(Annotated photo localization data)

---

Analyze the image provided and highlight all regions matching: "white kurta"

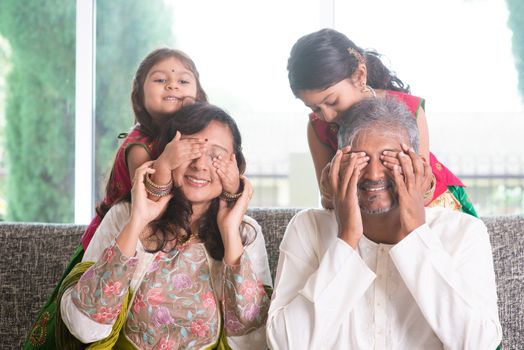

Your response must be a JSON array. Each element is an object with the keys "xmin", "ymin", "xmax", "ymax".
[
  {"xmin": 267, "ymin": 207, "xmax": 502, "ymax": 350},
  {"xmin": 61, "ymin": 202, "xmax": 272, "ymax": 349}
]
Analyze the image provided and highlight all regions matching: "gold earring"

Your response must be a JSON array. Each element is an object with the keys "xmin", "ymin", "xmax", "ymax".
[{"xmin": 360, "ymin": 83, "xmax": 377, "ymax": 98}]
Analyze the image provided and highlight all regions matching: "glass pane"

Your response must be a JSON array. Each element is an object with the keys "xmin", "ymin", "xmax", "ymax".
[
  {"xmin": 94, "ymin": 0, "xmax": 177, "ymax": 204},
  {"xmin": 94, "ymin": 0, "xmax": 323, "ymax": 209},
  {"xmin": 0, "ymin": 2, "xmax": 76, "ymax": 222},
  {"xmin": 335, "ymin": 0, "xmax": 524, "ymax": 215},
  {"xmin": 171, "ymin": 0, "xmax": 322, "ymax": 207}
]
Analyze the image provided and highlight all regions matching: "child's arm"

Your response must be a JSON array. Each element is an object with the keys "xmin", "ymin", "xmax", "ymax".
[
  {"xmin": 307, "ymin": 122, "xmax": 336, "ymax": 209},
  {"xmin": 126, "ymin": 145, "xmax": 153, "ymax": 181}
]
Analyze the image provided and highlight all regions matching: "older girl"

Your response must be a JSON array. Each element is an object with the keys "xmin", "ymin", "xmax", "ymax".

---

Pictures should be skipped, and the records retyped word for word.

## TASK OUTPUT
Analyze the image provided and highlight all regions matching: "white kurta"


Your response must be a JSON array. Each element is an object with the keys "xmin", "ymin", "xmax", "ymax".
[
  {"xmin": 267, "ymin": 207, "xmax": 502, "ymax": 350},
  {"xmin": 61, "ymin": 202, "xmax": 272, "ymax": 349}
]
Analyze the image provided and highlight all regions matching: "gold earring"

Your response must be a JSON array. Each element is an object with the keys "xmin", "ymin", "xmax", "ymax".
[{"xmin": 360, "ymin": 83, "xmax": 377, "ymax": 98}]
Analyze the image provided and highlight all regions matching: "glass pane"

Your response must be a JSON array. Each element is an object with the keys "xmin", "ymin", "xmax", "ymax".
[
  {"xmin": 94, "ymin": 0, "xmax": 177, "ymax": 204},
  {"xmin": 94, "ymin": 0, "xmax": 323, "ymax": 209},
  {"xmin": 0, "ymin": 2, "xmax": 76, "ymax": 222},
  {"xmin": 335, "ymin": 0, "xmax": 524, "ymax": 215},
  {"xmin": 171, "ymin": 0, "xmax": 322, "ymax": 207}
]
Analyze the image provided and highlight all regions matching: "child's arm"

Your response must be a JSON array. Each element is an object with the keys "xmin", "ymin", "xmax", "ymax".
[
  {"xmin": 307, "ymin": 122, "xmax": 336, "ymax": 209},
  {"xmin": 126, "ymin": 145, "xmax": 153, "ymax": 181}
]
Analyze the image provided and highlight all regions matching: "older girl"

Your response must be a JSON array. Each element is an object with the keys "xmin", "ymin", "xmax", "ymax".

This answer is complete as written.